*** Supplied material ***

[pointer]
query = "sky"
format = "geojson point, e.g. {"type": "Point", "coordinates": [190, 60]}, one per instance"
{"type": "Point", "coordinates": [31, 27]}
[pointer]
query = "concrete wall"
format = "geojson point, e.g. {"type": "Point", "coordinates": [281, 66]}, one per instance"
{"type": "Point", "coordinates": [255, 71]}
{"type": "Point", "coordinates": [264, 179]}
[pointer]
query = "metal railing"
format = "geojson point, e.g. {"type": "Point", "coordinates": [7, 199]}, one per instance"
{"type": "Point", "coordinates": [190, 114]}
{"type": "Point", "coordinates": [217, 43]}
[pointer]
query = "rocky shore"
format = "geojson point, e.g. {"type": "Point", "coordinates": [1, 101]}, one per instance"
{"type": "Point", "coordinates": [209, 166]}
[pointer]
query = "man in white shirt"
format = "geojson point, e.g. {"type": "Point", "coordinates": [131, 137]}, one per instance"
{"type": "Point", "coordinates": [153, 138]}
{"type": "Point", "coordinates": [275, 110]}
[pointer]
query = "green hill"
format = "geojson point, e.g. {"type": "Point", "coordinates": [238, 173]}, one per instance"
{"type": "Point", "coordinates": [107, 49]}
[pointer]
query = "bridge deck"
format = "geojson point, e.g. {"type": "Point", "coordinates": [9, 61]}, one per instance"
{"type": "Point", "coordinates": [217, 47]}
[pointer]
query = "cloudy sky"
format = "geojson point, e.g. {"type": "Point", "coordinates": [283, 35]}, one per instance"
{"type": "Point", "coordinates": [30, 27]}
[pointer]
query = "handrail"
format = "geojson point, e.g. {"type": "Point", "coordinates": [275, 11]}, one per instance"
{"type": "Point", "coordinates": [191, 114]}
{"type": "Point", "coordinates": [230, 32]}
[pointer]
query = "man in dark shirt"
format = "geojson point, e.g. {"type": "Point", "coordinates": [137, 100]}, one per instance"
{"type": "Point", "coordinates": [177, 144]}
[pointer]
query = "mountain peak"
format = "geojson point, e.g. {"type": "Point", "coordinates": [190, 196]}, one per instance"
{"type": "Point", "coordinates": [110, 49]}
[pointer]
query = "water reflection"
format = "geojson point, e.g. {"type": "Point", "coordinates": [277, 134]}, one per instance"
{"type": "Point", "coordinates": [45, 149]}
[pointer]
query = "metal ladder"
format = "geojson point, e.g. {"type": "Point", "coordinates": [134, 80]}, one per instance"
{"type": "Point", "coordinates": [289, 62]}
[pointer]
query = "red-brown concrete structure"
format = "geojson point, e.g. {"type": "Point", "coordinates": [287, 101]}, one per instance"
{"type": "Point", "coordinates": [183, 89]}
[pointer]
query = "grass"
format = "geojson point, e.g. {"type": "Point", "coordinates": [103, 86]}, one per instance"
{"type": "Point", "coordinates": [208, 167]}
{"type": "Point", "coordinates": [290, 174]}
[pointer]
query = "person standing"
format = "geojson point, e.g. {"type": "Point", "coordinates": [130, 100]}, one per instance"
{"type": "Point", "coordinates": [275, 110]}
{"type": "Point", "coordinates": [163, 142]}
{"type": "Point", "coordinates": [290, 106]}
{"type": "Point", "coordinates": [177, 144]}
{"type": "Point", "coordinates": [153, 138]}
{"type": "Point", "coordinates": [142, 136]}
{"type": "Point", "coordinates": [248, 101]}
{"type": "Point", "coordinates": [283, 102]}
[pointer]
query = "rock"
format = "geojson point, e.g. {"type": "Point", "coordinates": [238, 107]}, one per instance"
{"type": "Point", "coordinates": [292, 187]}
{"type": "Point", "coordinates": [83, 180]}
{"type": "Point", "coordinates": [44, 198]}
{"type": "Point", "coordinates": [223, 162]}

***

Repeat every line of the material exactly as given.

[pointer]
query = "sky"
format = "geojson point, e.g. {"type": "Point", "coordinates": [190, 60]}, one per instance"
{"type": "Point", "coordinates": [31, 27]}
[pointer]
query = "concrete wall"
format = "geojson point, e.g. {"type": "Point", "coordinates": [281, 66]}, one per instance"
{"type": "Point", "coordinates": [255, 71]}
{"type": "Point", "coordinates": [264, 179]}
[pointer]
query = "metal railing"
format = "geojson point, e.g. {"type": "Point", "coordinates": [7, 199]}, one per instance"
{"type": "Point", "coordinates": [190, 114]}
{"type": "Point", "coordinates": [217, 43]}
[pointer]
query = "rocky shore"
format = "geojson point, e.g. {"type": "Point", "coordinates": [1, 101]}, one per instance"
{"type": "Point", "coordinates": [209, 166]}
[pointer]
query = "man in white shirt"
format = "geojson point, e.g. {"type": "Point", "coordinates": [131, 137]}, one per instance"
{"type": "Point", "coordinates": [153, 138]}
{"type": "Point", "coordinates": [275, 110]}
[pointer]
query = "green hill"
format = "geojson point, e.g. {"type": "Point", "coordinates": [238, 173]}, one per instance"
{"type": "Point", "coordinates": [107, 49]}
[pointer]
query = "bridge deck"
format = "geojson point, e.g. {"type": "Point", "coordinates": [9, 61]}, one per instance"
{"type": "Point", "coordinates": [217, 47]}
[pointer]
query = "cloudy sky"
format = "geojson point, e.g. {"type": "Point", "coordinates": [283, 35]}, one per instance"
{"type": "Point", "coordinates": [30, 27]}
[pointer]
query = "handrail"
format = "geojson point, e.g. {"type": "Point", "coordinates": [275, 11]}, one per instance"
{"type": "Point", "coordinates": [191, 114]}
{"type": "Point", "coordinates": [230, 32]}
[pointer]
query = "man in dark shirt"
format = "geojson point, e.g. {"type": "Point", "coordinates": [137, 100]}, one per instance"
{"type": "Point", "coordinates": [177, 144]}
[pointer]
query = "mountain peak"
format = "geojson point, e.g. {"type": "Point", "coordinates": [190, 196]}, one per instance"
{"type": "Point", "coordinates": [110, 49]}
[pointer]
query = "water reflection"
format = "geojson point, e.g. {"type": "Point", "coordinates": [277, 134]}, one per instance"
{"type": "Point", "coordinates": [45, 149]}
[pointer]
query = "metal ladder"
format = "geojson point, e.g. {"type": "Point", "coordinates": [134, 80]}, one per instance"
{"type": "Point", "coordinates": [289, 62]}
[pointer]
query = "red-brown concrete structure"
format = "geojson point, e.g. {"type": "Point", "coordinates": [287, 101]}, one per instance"
{"type": "Point", "coordinates": [183, 89]}
[pointer]
query = "grass"
format = "geojson point, e.g. {"type": "Point", "coordinates": [103, 86]}, one per instance"
{"type": "Point", "coordinates": [208, 167]}
{"type": "Point", "coordinates": [290, 174]}
[pointer]
query = "person standing"
format = "geojson point, e.g. {"type": "Point", "coordinates": [130, 100]}, one per instance"
{"type": "Point", "coordinates": [275, 110]}
{"type": "Point", "coordinates": [163, 142]}
{"type": "Point", "coordinates": [290, 106]}
{"type": "Point", "coordinates": [177, 144]}
{"type": "Point", "coordinates": [153, 138]}
{"type": "Point", "coordinates": [142, 136]}
{"type": "Point", "coordinates": [248, 101]}
{"type": "Point", "coordinates": [283, 102]}
[pointer]
query = "rock"
format = "geojson point, e.g. {"type": "Point", "coordinates": [238, 107]}, one per instance"
{"type": "Point", "coordinates": [292, 187]}
{"type": "Point", "coordinates": [83, 180]}
{"type": "Point", "coordinates": [44, 198]}
{"type": "Point", "coordinates": [223, 162]}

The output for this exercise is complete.